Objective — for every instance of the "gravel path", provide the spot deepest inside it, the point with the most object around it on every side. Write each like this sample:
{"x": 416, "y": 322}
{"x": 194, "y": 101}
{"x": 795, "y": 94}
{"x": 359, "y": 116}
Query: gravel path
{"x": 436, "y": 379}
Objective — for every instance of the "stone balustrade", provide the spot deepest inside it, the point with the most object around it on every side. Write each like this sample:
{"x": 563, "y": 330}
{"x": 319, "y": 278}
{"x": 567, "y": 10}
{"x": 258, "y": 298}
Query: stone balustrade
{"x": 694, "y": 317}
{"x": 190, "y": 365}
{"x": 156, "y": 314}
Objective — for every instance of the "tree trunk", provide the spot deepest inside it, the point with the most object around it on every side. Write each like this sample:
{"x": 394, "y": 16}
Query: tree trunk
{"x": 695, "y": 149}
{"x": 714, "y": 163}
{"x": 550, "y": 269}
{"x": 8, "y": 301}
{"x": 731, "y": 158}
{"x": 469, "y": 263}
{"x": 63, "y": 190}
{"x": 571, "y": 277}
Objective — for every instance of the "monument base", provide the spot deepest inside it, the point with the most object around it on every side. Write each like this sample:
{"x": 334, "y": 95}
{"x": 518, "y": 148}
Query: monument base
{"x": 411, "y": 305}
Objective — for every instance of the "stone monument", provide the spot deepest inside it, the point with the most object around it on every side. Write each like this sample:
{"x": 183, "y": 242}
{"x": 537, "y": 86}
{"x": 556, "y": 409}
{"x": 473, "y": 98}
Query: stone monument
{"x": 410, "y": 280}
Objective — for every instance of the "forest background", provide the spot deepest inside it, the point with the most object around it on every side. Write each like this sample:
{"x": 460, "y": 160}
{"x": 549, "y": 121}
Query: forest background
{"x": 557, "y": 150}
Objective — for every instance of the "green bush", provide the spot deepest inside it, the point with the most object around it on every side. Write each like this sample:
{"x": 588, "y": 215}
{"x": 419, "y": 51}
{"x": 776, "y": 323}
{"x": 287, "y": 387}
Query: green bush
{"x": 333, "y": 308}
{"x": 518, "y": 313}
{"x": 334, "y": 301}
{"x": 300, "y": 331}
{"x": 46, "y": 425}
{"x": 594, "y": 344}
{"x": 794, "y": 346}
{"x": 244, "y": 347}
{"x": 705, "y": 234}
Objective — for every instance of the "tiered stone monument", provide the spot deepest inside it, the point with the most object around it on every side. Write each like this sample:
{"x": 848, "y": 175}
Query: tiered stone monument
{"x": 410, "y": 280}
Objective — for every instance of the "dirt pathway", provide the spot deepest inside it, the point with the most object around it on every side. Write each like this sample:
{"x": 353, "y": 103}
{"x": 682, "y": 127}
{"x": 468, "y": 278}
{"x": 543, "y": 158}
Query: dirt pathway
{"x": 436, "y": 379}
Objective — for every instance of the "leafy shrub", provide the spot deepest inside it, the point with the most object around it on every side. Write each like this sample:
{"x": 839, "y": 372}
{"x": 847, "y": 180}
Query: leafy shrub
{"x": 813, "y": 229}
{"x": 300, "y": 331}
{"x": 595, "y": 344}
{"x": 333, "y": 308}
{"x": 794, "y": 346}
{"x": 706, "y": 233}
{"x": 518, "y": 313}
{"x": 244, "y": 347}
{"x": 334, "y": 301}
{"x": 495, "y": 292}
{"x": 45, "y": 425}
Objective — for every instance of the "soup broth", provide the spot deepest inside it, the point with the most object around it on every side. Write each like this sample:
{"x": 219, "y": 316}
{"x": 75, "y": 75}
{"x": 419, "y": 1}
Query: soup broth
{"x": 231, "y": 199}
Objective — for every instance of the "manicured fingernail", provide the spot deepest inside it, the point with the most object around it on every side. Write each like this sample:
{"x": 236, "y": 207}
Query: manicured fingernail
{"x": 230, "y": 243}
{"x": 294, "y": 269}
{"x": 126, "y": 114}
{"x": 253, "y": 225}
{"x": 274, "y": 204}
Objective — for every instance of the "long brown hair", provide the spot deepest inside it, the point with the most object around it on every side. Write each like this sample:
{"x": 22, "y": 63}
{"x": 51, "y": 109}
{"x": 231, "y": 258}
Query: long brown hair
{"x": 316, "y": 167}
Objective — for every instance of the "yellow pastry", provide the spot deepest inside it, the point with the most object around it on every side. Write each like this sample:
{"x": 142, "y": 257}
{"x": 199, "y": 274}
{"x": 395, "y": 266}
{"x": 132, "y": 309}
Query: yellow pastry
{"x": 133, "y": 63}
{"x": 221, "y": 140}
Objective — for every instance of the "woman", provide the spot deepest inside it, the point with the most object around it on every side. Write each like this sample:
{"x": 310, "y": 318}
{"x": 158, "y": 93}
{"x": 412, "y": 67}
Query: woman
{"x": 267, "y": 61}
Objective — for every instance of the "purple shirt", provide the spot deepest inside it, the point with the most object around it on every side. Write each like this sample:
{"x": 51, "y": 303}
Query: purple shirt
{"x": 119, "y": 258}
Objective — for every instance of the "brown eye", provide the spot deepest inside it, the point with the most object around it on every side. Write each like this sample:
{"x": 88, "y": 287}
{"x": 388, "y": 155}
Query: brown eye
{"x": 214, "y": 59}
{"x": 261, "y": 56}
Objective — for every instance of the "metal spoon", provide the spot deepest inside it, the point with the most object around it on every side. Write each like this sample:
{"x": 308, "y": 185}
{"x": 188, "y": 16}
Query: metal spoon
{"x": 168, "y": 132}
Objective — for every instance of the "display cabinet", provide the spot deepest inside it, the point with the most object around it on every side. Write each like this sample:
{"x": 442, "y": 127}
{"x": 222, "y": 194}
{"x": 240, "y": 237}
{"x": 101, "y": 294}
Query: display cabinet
___
• _Objective_: List each line of the material that contains the string "manicured", treating uppercase and lowercase as different.

• _Task output_:
Objective — for every instance of the "manicured fingernail", provide the spot deepest inside it, the point with the most object around it on every side. Write each like this sample:
Query: manicured fingernail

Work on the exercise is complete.